- **Text to read**
# # # # # # #
After a long period of standstill, the debate on deepening the Economic and Monetary Union (EMU) seems to have gained momentum again. Following his success in the presidential elections in France, the French President Emmanuel Macron used his so-called “Sorbonne speech” in September 2017 to surge ahead with far-reaching ideas on the future of the Eurozone. However, initially without any noticeable reaction of the most important addressee his speech was aimed at. Germany had been occupied with forming a government for a long time.

 

However, the time for making decisions appears to have come closer. This week, the governments of Germany and France met in the German village of Meseberg to breathe new life into the stalled process of the further development of Europe and the EMU. And the Commission too used the opportunity this week to present its ideas on the future EMU. The Ministers of Economy and Finance will continue the debate this week before the Heads of State and Government are to take decisions at their summit on 28th and 29th June in Brussels. However: many of the German-French ideas are still very vague and prior to an agreement it is vital to get all Member States on board.

 

One of the core elements of the German-French plans, which is also getting the support of the Commission is the creation of an own Eurozone budget to be operational from 2021. On the one hand, this budget shall fund investments in innovations and human capital. On the other hand, funds could be used to support Member States, which have been affected by a serious economic shock. The size of this Eurozone budget has not yet been agreed; the European Commission works on the assumption of an indicative scale of about EUR 30 billion. Nothing concrete is known of the origin of the funds for this budget either, which should expressly exist besides the regular EU budget; hence there are currently only ideas circulating. Hence, contributions could come from the Eurozone countries. However, yields generated by a European Financial Transaction Tax are being discussed in the joint German-French Papier. Here, however, the devil is in the detail: following the French example, this Financial Transaction Tax shall only be levied on domestic issued shares. If this was the case, this minimal variant would be miles away from the model demanded by AK, ÖGB, European trade unions and NGOs for years, which in particular involves the taxation of volatile and potentially destabilising instruments such as derivatives. Hence, there is no way one could call it a genuine Financial Transaction Tax.
# # # # # # #
- **Excerpts of location labeling data**
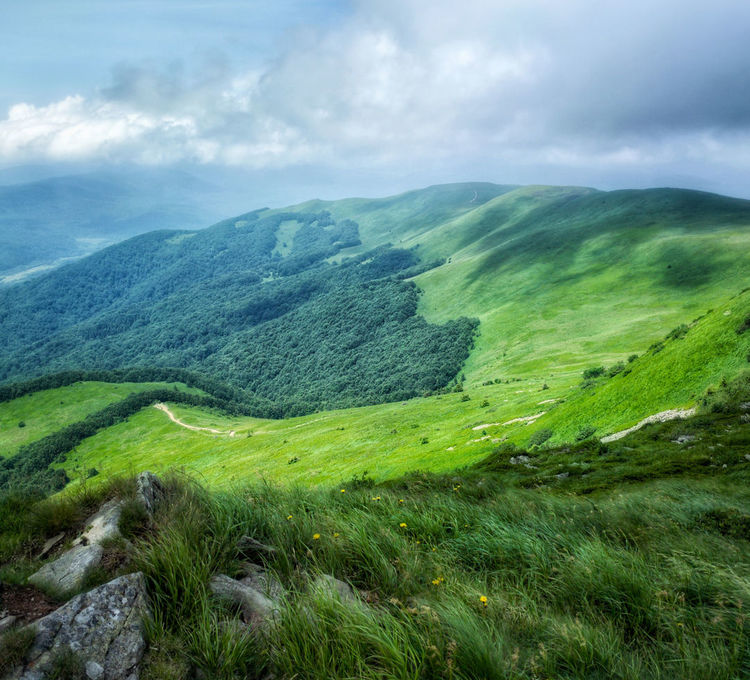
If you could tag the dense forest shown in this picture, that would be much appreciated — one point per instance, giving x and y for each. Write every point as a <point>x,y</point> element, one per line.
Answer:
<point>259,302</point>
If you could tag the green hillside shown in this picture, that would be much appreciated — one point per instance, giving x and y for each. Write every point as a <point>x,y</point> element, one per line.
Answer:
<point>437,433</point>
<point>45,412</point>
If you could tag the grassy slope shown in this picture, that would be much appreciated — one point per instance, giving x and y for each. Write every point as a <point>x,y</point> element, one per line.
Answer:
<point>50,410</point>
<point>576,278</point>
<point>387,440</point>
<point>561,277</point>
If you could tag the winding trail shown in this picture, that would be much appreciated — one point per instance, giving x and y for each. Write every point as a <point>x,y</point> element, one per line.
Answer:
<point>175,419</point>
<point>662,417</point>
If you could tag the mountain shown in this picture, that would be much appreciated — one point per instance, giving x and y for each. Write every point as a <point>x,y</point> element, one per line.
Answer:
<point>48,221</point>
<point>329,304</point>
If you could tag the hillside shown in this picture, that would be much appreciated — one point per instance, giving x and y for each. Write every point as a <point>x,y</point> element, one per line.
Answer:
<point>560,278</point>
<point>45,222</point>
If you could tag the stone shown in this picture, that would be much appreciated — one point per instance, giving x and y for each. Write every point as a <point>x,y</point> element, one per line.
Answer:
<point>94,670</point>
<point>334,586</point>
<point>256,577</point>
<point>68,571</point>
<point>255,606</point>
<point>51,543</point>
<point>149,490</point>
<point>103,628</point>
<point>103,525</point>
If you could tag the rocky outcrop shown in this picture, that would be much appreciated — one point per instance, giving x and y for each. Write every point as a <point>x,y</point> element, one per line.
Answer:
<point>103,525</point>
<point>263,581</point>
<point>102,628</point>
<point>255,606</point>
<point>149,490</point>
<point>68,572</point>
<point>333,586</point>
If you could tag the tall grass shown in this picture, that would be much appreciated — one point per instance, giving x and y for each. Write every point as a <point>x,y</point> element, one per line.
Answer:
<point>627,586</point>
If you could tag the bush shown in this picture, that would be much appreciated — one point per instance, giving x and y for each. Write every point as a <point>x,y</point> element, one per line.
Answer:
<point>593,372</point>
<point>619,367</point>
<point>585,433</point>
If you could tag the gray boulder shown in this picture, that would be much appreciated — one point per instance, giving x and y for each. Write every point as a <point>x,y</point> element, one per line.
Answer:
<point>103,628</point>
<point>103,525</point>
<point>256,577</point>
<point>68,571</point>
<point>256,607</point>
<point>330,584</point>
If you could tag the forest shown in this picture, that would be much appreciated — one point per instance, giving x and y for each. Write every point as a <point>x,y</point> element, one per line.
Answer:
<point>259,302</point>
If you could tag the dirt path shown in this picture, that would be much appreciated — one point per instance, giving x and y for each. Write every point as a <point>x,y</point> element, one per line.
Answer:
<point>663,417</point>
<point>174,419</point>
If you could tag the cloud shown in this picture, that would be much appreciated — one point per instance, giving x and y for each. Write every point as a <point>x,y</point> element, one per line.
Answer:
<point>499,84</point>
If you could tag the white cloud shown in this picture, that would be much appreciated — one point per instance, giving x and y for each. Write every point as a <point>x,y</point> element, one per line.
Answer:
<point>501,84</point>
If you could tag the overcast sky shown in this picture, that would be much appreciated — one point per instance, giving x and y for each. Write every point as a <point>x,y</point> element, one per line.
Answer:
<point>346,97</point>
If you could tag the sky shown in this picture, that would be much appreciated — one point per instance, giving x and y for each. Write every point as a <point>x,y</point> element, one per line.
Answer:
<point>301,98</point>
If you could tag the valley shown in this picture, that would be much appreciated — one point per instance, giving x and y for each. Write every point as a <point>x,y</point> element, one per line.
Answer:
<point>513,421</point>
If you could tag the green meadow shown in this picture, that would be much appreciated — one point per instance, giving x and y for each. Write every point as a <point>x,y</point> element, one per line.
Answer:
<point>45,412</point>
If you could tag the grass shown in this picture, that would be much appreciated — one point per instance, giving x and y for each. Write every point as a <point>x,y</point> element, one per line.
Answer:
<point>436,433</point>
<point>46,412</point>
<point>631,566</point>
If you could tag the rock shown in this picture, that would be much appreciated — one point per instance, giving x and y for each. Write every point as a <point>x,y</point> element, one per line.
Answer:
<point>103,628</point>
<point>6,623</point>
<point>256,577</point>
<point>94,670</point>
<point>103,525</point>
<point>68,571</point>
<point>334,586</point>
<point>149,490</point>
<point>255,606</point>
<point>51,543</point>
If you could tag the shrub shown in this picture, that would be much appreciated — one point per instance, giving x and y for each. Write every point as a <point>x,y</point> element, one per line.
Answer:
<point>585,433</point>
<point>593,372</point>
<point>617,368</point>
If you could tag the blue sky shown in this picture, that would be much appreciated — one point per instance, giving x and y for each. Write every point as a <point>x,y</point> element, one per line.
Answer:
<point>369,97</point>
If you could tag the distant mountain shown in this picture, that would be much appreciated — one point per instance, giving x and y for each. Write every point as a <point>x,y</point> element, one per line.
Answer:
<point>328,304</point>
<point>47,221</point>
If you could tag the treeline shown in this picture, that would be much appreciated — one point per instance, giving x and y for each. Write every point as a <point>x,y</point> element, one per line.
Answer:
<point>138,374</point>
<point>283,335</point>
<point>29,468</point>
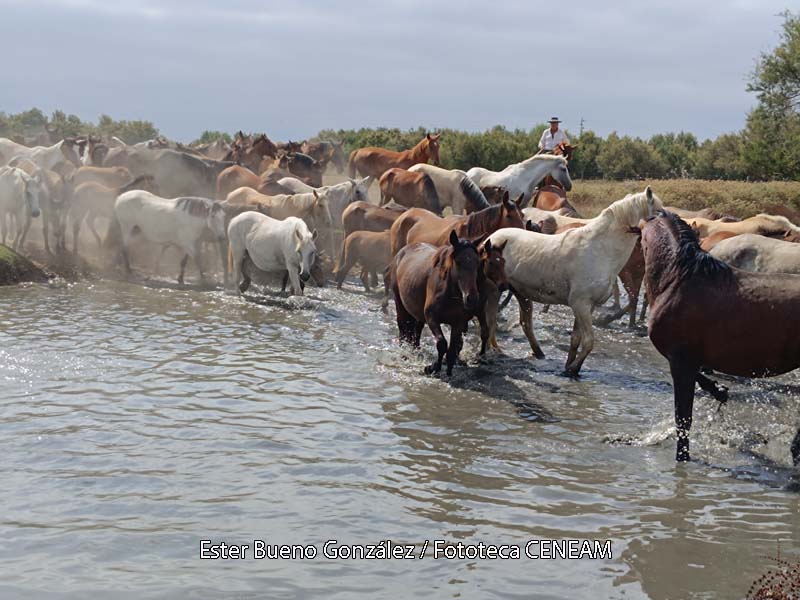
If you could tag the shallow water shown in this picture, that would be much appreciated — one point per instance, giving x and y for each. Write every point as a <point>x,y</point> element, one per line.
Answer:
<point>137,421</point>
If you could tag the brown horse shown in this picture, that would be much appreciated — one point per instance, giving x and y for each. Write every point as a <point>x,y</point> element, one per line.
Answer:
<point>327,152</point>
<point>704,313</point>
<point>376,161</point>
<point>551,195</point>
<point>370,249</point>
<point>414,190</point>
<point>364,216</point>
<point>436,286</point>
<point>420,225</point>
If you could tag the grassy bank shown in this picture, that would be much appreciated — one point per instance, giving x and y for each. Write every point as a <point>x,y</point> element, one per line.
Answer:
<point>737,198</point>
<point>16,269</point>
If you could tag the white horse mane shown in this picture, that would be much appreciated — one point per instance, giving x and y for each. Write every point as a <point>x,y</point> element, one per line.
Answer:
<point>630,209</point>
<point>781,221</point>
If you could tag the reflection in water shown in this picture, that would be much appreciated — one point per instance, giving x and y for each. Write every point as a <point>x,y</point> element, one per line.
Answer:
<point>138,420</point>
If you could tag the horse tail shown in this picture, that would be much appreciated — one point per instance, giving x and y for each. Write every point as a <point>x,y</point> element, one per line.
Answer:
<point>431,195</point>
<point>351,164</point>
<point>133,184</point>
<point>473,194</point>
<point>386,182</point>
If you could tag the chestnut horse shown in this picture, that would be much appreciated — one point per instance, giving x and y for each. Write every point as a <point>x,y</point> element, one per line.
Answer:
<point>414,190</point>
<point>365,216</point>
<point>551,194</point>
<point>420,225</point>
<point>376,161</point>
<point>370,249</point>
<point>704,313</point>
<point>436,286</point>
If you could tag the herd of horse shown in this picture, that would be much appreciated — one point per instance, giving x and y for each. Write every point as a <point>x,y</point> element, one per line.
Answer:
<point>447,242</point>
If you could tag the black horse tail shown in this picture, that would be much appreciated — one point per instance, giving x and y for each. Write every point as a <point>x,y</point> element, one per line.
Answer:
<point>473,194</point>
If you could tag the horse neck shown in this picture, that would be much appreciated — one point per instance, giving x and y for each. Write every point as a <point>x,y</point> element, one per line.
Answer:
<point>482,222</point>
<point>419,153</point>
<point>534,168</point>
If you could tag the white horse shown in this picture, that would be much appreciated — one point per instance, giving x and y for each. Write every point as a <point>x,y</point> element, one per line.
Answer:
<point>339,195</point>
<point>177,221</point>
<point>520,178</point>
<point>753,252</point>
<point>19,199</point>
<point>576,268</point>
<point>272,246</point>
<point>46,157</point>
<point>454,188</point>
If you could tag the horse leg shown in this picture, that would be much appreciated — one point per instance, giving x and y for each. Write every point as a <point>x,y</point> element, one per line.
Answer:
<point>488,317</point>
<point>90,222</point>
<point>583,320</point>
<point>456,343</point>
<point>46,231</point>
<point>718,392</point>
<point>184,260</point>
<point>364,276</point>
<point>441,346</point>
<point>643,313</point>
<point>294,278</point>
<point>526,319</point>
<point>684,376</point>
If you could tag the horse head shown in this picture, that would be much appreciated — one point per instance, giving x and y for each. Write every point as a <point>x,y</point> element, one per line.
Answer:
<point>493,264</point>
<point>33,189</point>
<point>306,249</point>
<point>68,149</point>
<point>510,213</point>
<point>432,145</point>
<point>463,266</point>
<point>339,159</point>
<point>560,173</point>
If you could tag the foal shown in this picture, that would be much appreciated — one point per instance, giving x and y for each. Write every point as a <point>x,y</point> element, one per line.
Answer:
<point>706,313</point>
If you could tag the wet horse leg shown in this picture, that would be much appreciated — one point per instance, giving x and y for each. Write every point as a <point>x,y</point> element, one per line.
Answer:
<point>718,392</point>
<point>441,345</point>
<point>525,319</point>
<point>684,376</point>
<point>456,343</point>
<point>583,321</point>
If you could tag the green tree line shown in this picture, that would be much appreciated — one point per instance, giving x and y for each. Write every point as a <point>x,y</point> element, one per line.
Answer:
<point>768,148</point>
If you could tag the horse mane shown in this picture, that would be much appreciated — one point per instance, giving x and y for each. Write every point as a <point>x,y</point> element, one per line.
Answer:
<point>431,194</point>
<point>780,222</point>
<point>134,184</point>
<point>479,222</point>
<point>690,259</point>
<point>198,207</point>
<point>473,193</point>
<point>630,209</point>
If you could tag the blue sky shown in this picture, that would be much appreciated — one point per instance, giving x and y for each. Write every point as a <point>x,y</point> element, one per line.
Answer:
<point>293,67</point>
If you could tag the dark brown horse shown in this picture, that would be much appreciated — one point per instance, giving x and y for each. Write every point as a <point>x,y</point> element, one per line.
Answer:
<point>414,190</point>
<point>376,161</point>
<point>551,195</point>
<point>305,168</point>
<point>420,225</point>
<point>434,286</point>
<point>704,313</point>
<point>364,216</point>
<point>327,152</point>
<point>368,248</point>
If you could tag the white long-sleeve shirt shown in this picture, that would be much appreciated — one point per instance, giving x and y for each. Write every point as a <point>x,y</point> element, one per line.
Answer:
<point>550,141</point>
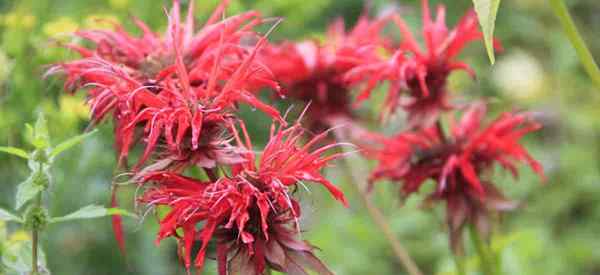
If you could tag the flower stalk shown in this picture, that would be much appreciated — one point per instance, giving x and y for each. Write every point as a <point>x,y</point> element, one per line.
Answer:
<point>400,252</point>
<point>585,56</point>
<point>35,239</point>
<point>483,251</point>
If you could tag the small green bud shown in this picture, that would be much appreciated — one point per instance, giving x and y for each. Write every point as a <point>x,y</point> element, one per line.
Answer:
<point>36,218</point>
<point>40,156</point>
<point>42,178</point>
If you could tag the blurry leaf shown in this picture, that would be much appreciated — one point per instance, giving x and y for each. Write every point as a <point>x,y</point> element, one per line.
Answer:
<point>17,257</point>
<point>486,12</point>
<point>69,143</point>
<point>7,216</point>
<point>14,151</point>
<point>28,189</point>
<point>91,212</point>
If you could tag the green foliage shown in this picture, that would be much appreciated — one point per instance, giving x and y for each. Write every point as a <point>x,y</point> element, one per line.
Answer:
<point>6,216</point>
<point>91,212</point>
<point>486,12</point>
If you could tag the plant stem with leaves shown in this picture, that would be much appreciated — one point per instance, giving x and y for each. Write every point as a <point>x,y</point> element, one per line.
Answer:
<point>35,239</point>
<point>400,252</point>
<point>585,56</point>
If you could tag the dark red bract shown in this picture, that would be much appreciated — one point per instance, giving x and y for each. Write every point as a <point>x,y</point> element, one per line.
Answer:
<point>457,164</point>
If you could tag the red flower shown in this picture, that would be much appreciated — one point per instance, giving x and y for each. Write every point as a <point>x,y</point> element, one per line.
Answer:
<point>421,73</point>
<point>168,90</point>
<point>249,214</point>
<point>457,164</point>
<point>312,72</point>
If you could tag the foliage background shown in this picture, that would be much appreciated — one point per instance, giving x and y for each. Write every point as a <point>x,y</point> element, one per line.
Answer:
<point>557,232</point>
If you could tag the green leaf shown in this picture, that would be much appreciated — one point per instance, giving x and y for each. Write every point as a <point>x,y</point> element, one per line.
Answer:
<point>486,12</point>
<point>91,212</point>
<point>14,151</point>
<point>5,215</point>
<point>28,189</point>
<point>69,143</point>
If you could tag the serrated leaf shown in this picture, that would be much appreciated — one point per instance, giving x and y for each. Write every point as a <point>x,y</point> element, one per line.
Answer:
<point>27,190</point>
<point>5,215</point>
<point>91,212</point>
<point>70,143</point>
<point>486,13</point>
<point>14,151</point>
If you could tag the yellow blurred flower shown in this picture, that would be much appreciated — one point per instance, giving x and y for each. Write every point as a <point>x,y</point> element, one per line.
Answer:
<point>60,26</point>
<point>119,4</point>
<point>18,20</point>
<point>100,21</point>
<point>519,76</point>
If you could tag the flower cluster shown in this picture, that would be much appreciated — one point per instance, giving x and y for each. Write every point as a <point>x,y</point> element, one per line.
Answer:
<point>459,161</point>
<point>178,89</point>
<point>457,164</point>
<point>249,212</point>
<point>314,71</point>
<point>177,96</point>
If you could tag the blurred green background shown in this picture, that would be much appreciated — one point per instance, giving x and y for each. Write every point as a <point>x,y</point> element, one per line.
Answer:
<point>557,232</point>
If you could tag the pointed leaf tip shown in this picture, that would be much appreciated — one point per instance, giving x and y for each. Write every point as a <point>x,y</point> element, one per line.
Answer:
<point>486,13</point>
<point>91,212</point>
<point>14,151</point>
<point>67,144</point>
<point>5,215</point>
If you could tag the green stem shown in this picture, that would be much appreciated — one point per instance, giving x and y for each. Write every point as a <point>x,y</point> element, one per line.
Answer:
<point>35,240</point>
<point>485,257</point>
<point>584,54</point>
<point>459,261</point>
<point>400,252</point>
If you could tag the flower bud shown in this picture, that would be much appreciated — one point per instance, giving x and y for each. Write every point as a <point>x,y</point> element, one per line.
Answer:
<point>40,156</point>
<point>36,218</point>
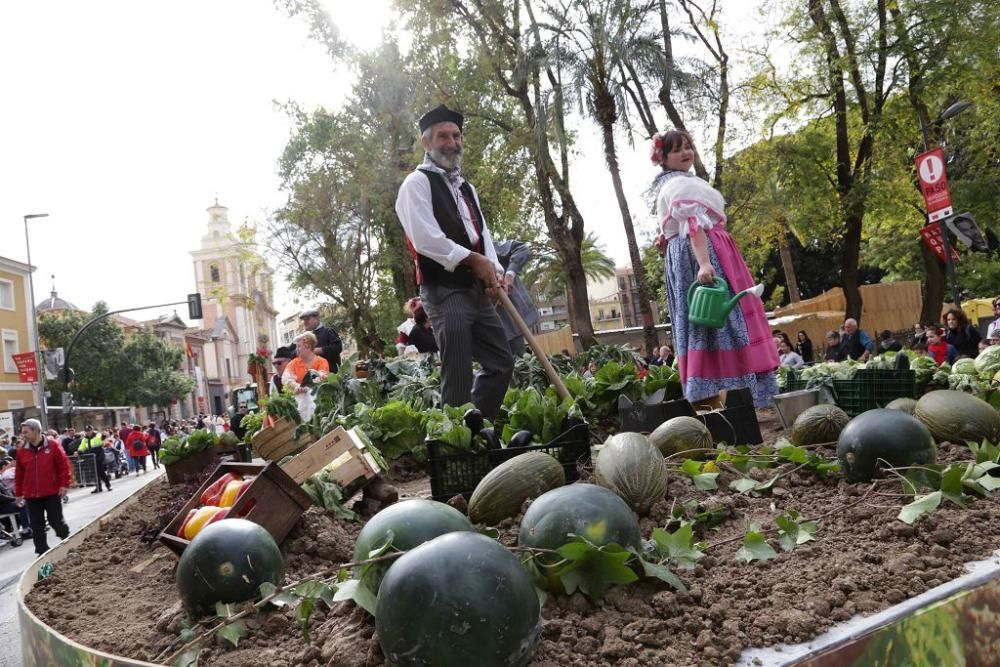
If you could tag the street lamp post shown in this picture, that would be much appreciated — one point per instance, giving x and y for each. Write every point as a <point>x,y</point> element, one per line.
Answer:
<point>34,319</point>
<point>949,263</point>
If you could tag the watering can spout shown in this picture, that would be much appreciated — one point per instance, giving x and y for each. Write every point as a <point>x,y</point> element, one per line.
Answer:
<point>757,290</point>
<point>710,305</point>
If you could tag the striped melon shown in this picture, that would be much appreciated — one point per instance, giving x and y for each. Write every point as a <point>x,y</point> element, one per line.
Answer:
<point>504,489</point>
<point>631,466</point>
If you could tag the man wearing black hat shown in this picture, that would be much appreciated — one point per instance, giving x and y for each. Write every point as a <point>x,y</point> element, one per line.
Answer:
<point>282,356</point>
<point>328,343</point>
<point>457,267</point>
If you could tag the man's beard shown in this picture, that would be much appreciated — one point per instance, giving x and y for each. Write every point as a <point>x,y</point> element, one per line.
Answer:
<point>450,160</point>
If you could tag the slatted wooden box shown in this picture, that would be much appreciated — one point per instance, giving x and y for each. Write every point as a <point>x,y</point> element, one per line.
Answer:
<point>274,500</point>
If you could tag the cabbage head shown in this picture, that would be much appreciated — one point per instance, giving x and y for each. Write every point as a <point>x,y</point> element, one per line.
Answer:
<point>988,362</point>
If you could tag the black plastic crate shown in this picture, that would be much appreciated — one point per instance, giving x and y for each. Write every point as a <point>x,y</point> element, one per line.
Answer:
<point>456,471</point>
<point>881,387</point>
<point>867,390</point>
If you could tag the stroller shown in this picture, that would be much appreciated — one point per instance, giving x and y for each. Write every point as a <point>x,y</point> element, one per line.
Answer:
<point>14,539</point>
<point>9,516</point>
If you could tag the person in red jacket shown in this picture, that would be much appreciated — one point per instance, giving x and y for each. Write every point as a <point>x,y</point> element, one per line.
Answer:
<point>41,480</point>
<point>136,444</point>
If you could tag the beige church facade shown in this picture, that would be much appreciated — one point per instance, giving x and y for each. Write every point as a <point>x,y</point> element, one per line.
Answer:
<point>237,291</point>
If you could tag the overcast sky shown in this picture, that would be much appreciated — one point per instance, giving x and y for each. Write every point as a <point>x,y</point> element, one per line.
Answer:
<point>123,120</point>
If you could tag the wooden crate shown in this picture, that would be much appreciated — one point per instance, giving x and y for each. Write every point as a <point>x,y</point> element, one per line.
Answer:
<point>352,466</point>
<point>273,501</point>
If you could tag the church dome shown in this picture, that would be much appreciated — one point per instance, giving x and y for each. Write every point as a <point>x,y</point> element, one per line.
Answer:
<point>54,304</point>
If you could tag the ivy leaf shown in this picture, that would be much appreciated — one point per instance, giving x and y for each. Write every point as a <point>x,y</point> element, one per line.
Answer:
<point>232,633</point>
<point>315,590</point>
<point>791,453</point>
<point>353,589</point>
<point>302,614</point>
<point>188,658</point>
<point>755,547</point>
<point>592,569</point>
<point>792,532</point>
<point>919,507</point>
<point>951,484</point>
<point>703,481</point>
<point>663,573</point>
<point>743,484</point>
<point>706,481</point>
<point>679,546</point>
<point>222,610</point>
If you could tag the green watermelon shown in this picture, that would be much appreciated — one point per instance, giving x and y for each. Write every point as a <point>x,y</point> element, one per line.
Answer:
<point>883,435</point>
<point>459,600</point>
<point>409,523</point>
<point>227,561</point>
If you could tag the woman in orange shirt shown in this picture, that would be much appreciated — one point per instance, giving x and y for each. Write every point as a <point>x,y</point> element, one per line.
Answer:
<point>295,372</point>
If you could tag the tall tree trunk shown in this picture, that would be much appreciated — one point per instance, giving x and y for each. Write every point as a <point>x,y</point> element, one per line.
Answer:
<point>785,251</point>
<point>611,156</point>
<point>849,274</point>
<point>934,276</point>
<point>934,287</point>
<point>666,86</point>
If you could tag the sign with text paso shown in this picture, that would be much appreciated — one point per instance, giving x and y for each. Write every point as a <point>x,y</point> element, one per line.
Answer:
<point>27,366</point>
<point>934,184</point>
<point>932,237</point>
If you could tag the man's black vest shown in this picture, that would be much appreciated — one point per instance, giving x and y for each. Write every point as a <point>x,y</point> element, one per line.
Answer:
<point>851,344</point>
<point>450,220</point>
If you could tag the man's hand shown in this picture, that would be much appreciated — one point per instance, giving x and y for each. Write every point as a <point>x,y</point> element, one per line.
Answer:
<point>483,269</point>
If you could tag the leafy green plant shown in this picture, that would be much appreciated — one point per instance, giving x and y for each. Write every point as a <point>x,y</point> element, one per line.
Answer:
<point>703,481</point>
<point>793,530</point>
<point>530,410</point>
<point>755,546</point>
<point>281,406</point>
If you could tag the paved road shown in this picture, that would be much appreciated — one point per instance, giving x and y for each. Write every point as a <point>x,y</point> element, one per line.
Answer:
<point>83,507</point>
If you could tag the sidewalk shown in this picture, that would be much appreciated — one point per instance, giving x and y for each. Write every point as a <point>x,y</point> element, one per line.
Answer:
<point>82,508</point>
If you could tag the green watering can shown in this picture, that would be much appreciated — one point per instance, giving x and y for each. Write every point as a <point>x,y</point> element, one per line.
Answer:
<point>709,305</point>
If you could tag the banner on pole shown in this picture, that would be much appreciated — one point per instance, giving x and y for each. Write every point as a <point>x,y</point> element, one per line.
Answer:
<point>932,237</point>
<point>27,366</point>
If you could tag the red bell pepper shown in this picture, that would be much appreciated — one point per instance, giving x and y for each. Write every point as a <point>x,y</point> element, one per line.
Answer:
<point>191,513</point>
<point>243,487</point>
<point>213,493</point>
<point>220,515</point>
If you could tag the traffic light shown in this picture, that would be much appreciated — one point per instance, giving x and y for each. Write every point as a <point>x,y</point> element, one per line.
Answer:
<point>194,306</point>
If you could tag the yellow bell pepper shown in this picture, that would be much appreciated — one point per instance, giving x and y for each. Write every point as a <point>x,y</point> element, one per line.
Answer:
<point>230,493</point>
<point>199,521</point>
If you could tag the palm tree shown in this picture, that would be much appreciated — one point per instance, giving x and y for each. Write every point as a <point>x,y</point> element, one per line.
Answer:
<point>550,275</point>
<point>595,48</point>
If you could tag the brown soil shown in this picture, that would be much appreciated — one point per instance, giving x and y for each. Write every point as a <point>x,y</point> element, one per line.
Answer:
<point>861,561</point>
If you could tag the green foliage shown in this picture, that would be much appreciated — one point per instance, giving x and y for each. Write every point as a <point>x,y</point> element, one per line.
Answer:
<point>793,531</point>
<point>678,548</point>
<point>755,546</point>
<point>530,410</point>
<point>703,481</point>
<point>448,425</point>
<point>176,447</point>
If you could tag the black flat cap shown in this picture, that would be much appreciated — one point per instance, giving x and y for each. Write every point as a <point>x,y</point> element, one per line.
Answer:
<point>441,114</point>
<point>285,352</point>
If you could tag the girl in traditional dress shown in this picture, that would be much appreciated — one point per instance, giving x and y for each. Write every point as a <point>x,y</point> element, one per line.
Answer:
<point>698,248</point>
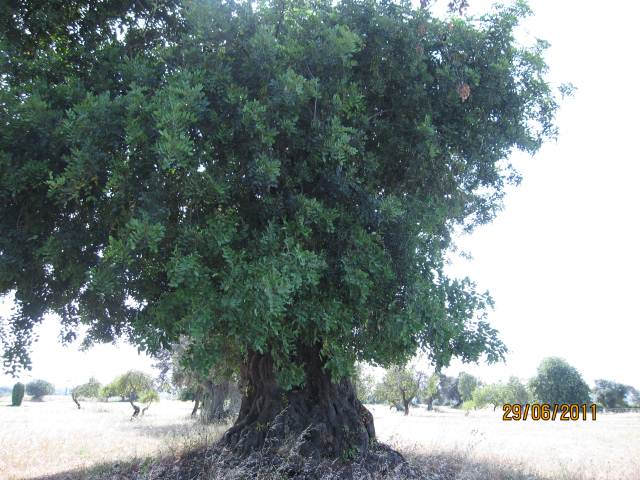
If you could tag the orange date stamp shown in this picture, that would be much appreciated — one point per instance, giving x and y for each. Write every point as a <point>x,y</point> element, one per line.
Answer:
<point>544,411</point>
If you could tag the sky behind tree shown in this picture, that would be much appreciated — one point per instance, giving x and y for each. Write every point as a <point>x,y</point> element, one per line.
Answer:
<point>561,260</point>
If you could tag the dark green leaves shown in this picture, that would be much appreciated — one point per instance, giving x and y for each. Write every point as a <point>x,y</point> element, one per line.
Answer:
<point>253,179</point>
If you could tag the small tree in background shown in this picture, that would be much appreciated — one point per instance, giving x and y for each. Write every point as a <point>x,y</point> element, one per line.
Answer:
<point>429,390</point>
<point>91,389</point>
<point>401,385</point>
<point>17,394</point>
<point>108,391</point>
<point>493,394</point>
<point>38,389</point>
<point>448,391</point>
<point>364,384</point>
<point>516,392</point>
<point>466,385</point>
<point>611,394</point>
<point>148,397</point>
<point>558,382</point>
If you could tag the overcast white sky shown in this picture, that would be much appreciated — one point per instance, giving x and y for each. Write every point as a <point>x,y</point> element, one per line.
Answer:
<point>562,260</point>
# # # # # # #
- **Directions**
a. From the EMU passage, repeat the portion that begins at the words "However, the time" and stops after "States on board.".
b. Say whether each statement agrees with the EMU passage, answering yes or no and quoting the words of the passage that decide it: (i) The European Commission assumes an indicative scale of about EUR 30 billion for the Eurozone budget. (ii) The Heads of State and Government are to take their decisions at a summit in Meseberg. (iii) The Eurozone budget is meant to replace the regular EU budget.

- **The responses**
a.
However, the time for making decisions appears to have come closer. This week, the governments of Germany and France met in the German village of Meseberg to breathe new life into the stalled process of the further development of Europe and the EMU. And the Commission too used the opportunity this week to present its ideas on the future EMU. The Ministers of Economy and Finance will continue the debate this week before the Heads of State and Government are to take decisions at their summit on 28th and 29th June in Brussels. However: many of the German-French ideas are still very vague and prior to an agreement it is vital to get all Member States on board.

b.
(i) Yes: "the European Commission works on the assumption of an indicative scale of about EUR 30 billion."
(ii) No: "the Heads of State and Government are to take decisions at their summit on 28th and 29th June in Brussels."
(iii) No: "which should expressly exist besides the regular EU budget."